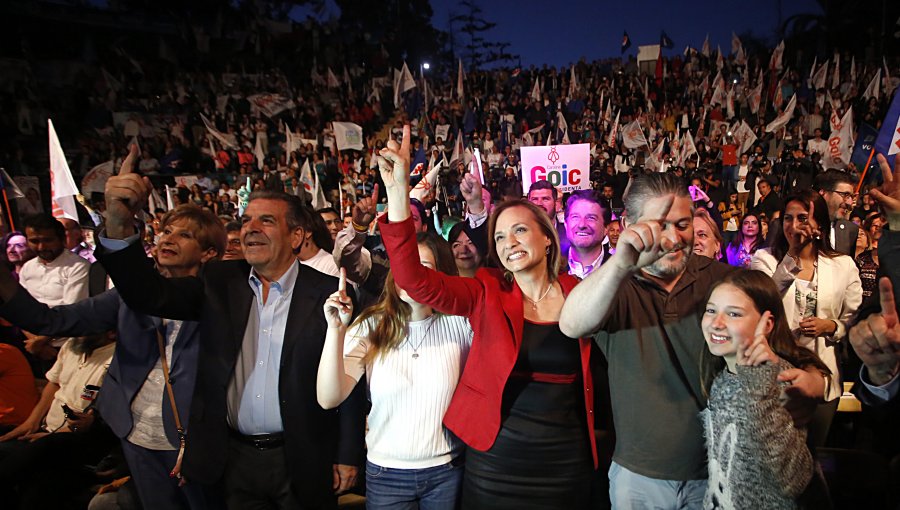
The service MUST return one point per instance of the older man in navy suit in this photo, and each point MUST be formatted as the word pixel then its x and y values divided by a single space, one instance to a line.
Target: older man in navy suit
pixel 134 401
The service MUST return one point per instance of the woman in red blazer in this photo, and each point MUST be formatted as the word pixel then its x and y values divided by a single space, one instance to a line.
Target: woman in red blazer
pixel 524 404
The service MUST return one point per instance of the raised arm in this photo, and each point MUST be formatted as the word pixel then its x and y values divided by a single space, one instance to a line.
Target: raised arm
pixel 640 244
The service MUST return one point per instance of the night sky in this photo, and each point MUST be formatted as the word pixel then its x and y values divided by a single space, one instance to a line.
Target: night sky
pixel 558 33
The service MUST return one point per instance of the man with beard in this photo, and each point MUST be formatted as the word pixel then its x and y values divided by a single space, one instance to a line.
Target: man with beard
pixel 643 307
pixel 836 188
pixel 585 222
pixel 41 461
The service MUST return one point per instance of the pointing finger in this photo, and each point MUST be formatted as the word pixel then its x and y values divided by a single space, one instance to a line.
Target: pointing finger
pixel 342 283
pixel 762 324
pixel 128 164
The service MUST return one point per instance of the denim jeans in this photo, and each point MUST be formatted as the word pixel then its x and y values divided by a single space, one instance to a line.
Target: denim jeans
pixel 631 491
pixel 434 488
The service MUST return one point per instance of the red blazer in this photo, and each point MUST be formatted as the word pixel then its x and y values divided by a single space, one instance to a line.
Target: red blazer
pixel 494 308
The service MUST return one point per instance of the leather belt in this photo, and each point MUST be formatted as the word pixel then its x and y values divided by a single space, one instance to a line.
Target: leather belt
pixel 259 441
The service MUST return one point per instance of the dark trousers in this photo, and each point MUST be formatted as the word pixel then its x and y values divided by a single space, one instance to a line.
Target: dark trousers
pixel 150 472
pixel 257 479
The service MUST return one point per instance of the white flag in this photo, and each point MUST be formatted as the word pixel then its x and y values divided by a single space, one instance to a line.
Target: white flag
pixel 874 88
pixel 745 137
pixel 348 135
pixel 225 139
pixel 333 82
pixel 777 55
pixel 460 78
pixel 784 117
pixel 614 132
pixel 62 186
pixel 633 136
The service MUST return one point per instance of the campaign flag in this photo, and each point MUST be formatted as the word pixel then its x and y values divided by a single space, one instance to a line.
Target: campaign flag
pixel 62 186
pixel 745 136
pixel 777 55
pixel 332 82
pixel 665 41
pixel 271 105
pixel 348 135
pixel 566 167
pixel 460 79
pixel 818 79
pixel 95 180
pixel 874 88
pixel 573 82
pixel 784 117
pixel 836 76
pixel 633 135
pixel 688 148
pixel 756 95
pixel 626 42
pixel 840 142
pixel 259 153
pixel 225 139
pixel 888 141
pixel 614 132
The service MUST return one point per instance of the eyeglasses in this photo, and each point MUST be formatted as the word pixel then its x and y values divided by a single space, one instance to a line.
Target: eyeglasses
pixel 845 194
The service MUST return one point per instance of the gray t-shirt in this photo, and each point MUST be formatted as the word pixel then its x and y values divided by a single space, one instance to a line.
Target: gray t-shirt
pixel 652 340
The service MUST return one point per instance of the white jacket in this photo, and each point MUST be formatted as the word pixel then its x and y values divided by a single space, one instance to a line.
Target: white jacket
pixel 839 293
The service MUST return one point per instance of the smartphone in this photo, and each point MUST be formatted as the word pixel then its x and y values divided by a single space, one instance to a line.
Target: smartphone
pixel 70 414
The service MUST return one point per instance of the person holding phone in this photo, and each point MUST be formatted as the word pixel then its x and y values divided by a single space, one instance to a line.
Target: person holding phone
pixel 820 290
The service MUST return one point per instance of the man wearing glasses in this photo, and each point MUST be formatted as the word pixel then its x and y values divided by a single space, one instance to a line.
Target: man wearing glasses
pixel 837 189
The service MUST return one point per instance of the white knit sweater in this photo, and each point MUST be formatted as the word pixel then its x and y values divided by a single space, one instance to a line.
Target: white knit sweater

######

◆ What to work on
Leave out the pictures and print each record exactly as it stands.

◆ Response
The service MUST return one point per instance of the older man in navy suit in this photo, and each point MUST be formatted as the word pixel then its x and y values divided by a single space, one instance to a line.
Target: older man in navy suit
pixel 134 401
The service MUST return one point per instance of the woman in red blazer in this photo, and each point MUST be formatted as the word pixel then its x and y values divided by a single space, one instance to a line.
Target: woman in red blazer
pixel 524 404
The service MUST return one point per instance of the raised arm in this photo, and each point MUST be formatted as the word pixel then its x and y values divided by a single space, one instance to a line.
Target: raised arm
pixel 640 244
The service MUST return one point per instance of the night sky in this photo, and each point MUST be formatted as the word pixel then its x and y values divided by a single space, one instance to a line.
Target: night sky
pixel 558 33
The service MUST return one point per instance of the man with beard in this photo, and each point MUST be formatted as the word pixel then its x and y values divided by a single space, one instance to a line.
Target: man with beard
pixel 643 307
pixel 836 188
pixel 585 222
pixel 41 461
The service MUST return one point per instance of the pointing finger in this photo, and each point MUST be formatted as the word pixel then its x and y values divided by a single space, one instance to a line.
Target: pointing finger
pixel 342 283
pixel 762 324
pixel 128 164
The service MUST return one point per instance of the denim jeans in this photo, and each point MUST be formatted as the word pixel then its x and y values divided by a single space, one instance to a line.
Target: denim jeans
pixel 631 491
pixel 434 488
The service MUST return one point per instance of the red blazer in this photo, and each point MUST be formatted as the word pixel then its x and y values divided by a single space, one instance to a line.
Target: red blazer
pixel 494 308
The service MUST return one point per instance of the leather belt in this photo, and each point MUST be formatted as the word pixel then its x and y values divided by a single space, one instance to a line.
Target: leather belt
pixel 259 441
The service MUST return one point per instance of the dark trousers in this photo, and each point MUST be formatted as the word pixel then its x and y values divided by a single space, one instance to a line.
Target: dark trousers
pixel 150 472
pixel 257 479
The service MUST return one point per instance of the white flag in this photo, and each point MUST be formatted as the word pixel then its x and y values divided by a single space, one instance to a line.
Target: white flag
pixel 874 88
pixel 745 137
pixel 348 135
pixel 225 139
pixel 333 82
pixel 777 55
pixel 460 78
pixel 784 117
pixel 614 132
pixel 62 186
pixel 633 136
The service MUST return one point per instance of the campaign flag in this photo, and each point MUST be formatted as the word pixel then its x and y values divided by a single space, one instance to a line.
Target: campaign flag
pixel 62 186
pixel 745 136
pixel 777 55
pixel 332 82
pixel 665 41
pixel 271 105
pixel 348 135
pixel 566 167
pixel 460 79
pixel 818 79
pixel 95 180
pixel 874 88
pixel 573 82
pixel 784 117
pixel 836 76
pixel 633 135
pixel 688 148
pixel 756 95
pixel 626 42
pixel 840 142
pixel 259 153
pixel 225 139
pixel 888 141
pixel 614 132
The service MUST return one point per instance of the eyeglasses in this photo, and each point MUST be formatted as the word pixel then its x and y values divided by a single space, one instance to a line.
Target: eyeglasses
pixel 845 194
The service MUST return one point per instance of the gray t-shirt in this photo, and each point MUST be formatted as the word pixel then its x and y values divided by a single space, one instance to a line.
Target: gray t-shirt
pixel 652 340
The service MUST return one point per instance of the white jacket in this photo, and each point MUST be formatted as the word pixel then its x and y values divided by a single space, one instance to a line.
Target: white jacket
pixel 839 293
The service MUST return one point per instance of the smartphone in this photo, and each point MUST be formatted as the word pixel then its x and y values divided by a single space, one instance to a line.
Target: smartphone
pixel 70 414
The service MUST return one point per instance of the person holding phone in this photo, and each point MUST be formatted as the word pixel then its x and y values divided by a single space, one instance to a line.
Target: person holding phone
pixel 820 290
The service MUST return one point per instance of the man wearing glasses in this photo, and each point MUST be formatted as the word pixel then its x and y values divided by a single space, one instance to a line.
Target: man wearing glasses
pixel 837 189
The service MUST return one point per instance of the white knit sweater in this photo, and each point MUST be formatted as the word pixel then its x and y values divided by a single space, one instance to a line.
Target: white knit sweater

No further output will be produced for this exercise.